● **Prompt**: Would you please output the lines of the data below from the one containing "Question. The picture above shows the man's shoulder." to the end, exactly and with nothing added?
Records for the exercise Block Start
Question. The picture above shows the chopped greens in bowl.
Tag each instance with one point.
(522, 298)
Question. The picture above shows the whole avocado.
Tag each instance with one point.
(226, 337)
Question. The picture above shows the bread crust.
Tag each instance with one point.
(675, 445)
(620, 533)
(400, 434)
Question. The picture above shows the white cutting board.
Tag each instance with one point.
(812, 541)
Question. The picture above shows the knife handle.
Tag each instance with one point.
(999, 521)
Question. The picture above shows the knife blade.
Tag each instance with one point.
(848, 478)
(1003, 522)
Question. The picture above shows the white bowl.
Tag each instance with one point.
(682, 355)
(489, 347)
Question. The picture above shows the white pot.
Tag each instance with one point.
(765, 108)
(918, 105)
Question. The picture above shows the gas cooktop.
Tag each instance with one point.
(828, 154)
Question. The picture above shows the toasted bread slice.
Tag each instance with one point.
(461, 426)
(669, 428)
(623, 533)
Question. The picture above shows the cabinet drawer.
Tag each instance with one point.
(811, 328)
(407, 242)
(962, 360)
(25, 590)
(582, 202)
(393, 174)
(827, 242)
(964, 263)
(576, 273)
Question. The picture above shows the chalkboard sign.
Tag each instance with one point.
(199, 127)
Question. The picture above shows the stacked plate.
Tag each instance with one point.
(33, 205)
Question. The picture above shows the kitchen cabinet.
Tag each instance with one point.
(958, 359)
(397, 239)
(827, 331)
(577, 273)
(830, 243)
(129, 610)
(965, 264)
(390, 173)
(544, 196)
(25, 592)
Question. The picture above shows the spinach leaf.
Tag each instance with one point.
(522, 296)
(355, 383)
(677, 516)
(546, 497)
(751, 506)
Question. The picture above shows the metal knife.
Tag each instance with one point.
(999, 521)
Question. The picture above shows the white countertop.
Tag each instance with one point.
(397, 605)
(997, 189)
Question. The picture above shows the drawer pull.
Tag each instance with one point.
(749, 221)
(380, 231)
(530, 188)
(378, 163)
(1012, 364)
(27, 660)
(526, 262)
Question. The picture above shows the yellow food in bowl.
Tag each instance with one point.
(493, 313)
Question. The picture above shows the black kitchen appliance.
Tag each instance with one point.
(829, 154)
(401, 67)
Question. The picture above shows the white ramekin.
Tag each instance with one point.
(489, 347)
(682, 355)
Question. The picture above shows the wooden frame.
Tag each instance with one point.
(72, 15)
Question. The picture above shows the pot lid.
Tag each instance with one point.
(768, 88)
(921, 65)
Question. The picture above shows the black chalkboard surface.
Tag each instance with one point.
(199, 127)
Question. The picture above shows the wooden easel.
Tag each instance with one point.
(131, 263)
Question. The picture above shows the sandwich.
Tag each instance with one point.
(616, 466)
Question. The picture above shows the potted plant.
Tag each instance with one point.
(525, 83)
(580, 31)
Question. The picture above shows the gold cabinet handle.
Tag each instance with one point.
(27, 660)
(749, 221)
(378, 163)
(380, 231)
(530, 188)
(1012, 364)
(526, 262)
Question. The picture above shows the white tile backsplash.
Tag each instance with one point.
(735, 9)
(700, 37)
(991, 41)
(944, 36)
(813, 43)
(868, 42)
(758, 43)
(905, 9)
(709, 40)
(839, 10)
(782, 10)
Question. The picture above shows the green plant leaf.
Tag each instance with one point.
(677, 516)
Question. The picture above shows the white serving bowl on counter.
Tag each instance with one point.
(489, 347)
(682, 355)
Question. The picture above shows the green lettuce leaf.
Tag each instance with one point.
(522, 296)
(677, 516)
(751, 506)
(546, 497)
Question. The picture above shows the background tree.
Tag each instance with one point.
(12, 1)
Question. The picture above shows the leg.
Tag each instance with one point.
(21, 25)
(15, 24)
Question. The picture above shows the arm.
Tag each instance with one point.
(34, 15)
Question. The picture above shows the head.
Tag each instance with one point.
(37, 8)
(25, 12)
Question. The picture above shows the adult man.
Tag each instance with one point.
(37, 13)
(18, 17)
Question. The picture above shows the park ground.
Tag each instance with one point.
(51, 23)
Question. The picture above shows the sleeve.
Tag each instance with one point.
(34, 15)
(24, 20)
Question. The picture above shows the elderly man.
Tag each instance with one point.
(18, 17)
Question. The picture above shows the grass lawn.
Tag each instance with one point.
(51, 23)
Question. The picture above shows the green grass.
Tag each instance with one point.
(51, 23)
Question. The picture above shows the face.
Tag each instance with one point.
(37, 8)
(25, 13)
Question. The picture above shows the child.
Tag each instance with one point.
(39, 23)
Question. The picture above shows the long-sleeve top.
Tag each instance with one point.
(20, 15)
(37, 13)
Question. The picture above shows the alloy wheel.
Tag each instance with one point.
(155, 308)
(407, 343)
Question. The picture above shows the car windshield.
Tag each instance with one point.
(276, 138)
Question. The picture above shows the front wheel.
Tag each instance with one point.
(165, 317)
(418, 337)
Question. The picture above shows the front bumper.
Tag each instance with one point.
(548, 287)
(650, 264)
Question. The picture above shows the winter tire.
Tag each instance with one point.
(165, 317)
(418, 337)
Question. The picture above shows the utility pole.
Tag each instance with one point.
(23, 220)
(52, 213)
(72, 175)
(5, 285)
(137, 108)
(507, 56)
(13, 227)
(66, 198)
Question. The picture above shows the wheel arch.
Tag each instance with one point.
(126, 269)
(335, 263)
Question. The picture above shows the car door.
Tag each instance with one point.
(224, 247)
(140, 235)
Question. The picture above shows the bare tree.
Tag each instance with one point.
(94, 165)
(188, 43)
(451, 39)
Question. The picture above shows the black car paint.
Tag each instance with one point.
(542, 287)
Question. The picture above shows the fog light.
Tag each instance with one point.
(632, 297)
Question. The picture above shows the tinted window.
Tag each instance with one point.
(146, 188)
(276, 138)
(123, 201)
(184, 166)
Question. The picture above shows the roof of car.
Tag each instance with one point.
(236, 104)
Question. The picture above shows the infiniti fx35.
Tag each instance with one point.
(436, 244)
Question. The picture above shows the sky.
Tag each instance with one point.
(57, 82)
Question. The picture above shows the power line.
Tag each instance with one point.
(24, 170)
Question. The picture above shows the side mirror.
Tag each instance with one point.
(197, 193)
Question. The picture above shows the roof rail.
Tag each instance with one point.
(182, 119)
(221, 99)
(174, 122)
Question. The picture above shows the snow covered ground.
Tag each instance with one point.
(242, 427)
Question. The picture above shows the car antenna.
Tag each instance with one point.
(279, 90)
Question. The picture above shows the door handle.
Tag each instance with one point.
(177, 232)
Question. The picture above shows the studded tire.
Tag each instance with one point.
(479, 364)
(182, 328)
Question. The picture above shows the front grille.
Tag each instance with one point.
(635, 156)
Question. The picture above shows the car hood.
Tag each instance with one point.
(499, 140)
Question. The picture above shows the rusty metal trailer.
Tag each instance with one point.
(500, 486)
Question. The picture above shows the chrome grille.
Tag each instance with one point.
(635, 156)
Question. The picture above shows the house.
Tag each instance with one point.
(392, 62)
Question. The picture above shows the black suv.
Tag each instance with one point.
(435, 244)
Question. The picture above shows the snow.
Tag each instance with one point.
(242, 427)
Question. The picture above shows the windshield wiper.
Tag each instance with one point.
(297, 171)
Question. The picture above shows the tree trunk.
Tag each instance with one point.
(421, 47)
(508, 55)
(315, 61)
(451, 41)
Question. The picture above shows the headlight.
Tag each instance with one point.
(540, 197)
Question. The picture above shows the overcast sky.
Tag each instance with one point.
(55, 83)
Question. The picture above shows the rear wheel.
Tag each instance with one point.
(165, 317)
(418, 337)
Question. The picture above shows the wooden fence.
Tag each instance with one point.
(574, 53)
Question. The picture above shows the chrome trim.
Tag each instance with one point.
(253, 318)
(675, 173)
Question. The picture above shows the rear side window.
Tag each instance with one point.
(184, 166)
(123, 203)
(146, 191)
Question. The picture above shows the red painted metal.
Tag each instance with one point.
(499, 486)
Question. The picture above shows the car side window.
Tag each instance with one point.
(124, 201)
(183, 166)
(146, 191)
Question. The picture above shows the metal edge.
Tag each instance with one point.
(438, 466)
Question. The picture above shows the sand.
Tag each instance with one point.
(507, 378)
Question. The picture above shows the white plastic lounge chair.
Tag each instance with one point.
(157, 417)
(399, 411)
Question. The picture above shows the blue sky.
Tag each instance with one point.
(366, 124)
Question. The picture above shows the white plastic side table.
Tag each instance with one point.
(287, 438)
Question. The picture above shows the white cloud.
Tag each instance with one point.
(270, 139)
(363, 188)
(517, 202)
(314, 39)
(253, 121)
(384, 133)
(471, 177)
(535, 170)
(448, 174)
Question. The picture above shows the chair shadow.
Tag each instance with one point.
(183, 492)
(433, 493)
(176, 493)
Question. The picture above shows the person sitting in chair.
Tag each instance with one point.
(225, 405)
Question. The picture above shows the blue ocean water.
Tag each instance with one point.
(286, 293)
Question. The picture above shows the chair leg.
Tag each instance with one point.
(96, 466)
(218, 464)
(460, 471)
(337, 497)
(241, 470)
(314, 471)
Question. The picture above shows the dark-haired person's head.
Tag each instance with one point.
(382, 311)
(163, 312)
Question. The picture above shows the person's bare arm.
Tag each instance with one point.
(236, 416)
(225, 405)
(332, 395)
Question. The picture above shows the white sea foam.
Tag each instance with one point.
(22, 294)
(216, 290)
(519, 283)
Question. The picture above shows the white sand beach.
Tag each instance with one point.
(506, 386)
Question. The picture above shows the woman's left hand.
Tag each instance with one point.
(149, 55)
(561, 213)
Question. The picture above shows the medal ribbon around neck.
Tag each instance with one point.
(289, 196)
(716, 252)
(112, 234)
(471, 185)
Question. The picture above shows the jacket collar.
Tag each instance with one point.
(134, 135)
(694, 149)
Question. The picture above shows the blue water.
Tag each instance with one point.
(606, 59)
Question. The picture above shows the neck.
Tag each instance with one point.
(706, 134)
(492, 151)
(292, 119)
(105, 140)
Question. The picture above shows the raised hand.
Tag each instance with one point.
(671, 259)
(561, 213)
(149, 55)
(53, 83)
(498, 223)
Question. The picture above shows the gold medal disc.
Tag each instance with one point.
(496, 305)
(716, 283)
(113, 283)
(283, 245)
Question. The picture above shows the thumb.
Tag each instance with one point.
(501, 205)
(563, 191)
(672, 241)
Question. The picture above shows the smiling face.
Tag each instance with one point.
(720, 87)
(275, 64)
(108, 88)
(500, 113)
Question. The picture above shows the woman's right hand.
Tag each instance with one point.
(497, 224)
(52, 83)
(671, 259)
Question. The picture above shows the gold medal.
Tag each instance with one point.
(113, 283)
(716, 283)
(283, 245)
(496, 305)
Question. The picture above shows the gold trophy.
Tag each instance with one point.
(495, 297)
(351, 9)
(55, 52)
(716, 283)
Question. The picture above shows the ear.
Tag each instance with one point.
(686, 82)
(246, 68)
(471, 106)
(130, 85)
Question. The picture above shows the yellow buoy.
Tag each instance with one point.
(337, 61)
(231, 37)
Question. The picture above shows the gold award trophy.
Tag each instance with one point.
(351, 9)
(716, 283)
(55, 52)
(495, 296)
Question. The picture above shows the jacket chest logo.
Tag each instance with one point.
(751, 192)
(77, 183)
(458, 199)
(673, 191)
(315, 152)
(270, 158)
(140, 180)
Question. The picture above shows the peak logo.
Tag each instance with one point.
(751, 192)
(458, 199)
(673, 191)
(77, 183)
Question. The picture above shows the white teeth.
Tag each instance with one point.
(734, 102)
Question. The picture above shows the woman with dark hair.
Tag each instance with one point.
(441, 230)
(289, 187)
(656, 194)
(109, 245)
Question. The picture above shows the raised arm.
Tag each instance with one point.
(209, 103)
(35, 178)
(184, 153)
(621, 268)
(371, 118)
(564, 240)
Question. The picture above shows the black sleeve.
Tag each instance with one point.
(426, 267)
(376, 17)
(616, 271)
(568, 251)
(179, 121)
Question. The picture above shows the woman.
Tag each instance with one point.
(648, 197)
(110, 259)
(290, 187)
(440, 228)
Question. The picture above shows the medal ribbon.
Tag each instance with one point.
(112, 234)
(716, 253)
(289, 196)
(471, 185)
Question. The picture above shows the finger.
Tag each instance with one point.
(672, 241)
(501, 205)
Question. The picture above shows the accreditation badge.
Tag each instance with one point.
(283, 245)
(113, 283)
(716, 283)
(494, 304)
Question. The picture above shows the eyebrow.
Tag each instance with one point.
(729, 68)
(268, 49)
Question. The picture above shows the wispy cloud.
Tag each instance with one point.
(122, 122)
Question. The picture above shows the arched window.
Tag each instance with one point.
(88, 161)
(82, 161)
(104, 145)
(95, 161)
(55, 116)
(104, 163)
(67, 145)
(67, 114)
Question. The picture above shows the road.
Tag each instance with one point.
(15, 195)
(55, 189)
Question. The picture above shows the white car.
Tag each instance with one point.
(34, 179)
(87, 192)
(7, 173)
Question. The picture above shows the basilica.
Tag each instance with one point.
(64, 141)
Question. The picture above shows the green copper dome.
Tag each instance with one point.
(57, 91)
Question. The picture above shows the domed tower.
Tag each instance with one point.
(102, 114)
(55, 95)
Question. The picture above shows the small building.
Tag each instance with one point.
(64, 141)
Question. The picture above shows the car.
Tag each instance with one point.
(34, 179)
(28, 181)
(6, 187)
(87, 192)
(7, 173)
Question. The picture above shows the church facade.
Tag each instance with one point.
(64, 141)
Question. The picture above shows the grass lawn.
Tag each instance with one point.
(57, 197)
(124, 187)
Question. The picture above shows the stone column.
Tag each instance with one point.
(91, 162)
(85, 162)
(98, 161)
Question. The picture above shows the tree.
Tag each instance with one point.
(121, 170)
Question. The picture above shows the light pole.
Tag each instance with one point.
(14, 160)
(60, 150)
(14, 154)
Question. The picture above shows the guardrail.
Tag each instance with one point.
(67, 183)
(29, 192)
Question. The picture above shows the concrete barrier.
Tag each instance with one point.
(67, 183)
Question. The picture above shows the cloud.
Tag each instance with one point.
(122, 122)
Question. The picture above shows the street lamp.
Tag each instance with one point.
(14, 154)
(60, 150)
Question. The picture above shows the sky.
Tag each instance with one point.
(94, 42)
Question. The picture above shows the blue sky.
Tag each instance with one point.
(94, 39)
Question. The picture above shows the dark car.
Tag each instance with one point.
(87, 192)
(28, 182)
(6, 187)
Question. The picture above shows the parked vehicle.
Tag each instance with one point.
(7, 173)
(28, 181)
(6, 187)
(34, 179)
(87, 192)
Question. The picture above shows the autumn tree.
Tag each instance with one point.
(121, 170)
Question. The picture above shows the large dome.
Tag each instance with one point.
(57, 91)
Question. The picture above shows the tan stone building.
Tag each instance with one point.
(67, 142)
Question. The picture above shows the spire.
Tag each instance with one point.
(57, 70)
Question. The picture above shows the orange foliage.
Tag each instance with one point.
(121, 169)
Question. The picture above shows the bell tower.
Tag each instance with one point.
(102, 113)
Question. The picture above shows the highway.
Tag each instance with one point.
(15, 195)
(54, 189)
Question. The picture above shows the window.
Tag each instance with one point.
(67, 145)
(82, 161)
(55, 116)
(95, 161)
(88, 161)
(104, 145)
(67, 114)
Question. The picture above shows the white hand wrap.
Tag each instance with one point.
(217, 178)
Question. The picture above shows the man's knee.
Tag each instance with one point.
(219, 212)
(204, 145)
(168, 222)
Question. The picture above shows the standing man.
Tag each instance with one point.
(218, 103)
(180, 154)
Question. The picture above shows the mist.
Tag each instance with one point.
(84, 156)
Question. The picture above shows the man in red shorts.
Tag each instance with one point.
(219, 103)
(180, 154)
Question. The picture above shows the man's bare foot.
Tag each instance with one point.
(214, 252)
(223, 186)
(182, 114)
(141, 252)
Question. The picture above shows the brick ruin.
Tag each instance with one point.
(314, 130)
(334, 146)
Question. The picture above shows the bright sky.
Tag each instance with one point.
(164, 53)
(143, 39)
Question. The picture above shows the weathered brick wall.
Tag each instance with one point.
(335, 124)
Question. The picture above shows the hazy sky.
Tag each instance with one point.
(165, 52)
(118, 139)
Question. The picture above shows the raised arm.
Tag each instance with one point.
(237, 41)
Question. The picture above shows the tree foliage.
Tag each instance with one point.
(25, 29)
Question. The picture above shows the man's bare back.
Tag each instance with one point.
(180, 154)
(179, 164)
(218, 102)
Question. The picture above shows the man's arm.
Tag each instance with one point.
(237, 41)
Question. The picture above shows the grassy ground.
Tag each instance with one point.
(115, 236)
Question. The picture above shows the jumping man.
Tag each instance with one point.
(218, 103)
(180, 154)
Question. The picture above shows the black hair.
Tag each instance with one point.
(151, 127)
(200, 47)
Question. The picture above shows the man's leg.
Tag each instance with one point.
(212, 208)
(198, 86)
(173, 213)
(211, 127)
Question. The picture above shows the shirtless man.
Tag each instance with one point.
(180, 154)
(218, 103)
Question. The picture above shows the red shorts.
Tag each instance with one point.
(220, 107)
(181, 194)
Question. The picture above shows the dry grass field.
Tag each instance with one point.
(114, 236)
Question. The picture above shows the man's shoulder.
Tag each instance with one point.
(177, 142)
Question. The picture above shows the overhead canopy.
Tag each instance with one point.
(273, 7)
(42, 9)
Records for the exercise Block End
● **Answer to this problem**:
Question. The picture above shows the man's shoulder.
Tag each instance with one point.
(177, 142)
Question. The picture above shows the overhead canopy.
Tag each instance with one point.
(273, 7)
(42, 9)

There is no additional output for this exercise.